= WHAT TO DO =
Could you copy out everything from the line containing "Point out every instance of the white fur" down to the end of the items, both ends included, with the requests unchanged and every pixel coordinate in the answers scaled by 1.55 and rounded to a whole number, halves rounded up?

········

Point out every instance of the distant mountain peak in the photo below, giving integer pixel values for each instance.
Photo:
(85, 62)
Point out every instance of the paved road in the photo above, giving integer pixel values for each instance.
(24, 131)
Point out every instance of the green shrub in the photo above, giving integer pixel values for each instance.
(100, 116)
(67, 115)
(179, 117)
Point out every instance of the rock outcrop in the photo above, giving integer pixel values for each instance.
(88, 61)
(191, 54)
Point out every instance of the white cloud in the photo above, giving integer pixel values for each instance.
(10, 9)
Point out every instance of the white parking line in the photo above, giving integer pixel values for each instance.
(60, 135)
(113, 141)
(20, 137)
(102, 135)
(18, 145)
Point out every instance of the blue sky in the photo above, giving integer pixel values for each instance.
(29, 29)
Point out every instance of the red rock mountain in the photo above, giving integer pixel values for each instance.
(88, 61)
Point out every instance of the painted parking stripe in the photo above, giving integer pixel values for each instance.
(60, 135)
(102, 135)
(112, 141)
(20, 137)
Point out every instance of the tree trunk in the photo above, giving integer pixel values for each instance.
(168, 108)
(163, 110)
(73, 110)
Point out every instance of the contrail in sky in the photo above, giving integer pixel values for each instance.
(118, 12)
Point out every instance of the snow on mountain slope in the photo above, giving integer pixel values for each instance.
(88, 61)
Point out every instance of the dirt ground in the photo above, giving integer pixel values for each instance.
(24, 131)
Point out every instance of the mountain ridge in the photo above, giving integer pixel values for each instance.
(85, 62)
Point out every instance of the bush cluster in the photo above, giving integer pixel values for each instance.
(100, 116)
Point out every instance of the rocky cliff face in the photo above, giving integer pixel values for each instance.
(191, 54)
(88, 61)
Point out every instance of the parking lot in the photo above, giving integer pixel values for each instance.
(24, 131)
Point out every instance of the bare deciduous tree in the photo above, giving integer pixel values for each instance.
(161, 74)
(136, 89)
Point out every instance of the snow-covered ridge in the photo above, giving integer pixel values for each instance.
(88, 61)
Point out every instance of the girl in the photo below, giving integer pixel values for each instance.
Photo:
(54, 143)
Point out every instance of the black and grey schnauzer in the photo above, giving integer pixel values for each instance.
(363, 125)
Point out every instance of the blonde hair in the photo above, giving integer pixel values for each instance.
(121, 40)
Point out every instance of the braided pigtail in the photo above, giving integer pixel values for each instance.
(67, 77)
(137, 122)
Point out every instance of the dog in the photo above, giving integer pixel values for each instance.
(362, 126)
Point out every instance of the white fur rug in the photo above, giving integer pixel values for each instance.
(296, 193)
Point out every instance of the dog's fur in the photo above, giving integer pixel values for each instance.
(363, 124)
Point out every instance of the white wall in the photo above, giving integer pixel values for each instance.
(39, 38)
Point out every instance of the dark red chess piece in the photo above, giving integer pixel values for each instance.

········

= EXERCISE OUTPUT =
Point out every instance of the white fur rug in the photo above, giving integer pixel values for each instance.
(459, 299)
Point out every instance of the dog's fur in the photo above, giving integer pixel values for each instance.
(563, 192)
Point out every instance of the white wall in the photo above, giving integer pixel values for each instance.
(60, 59)
Point out every instance of the dark red chess piece in the photo above, giving integer pixel values for each instance.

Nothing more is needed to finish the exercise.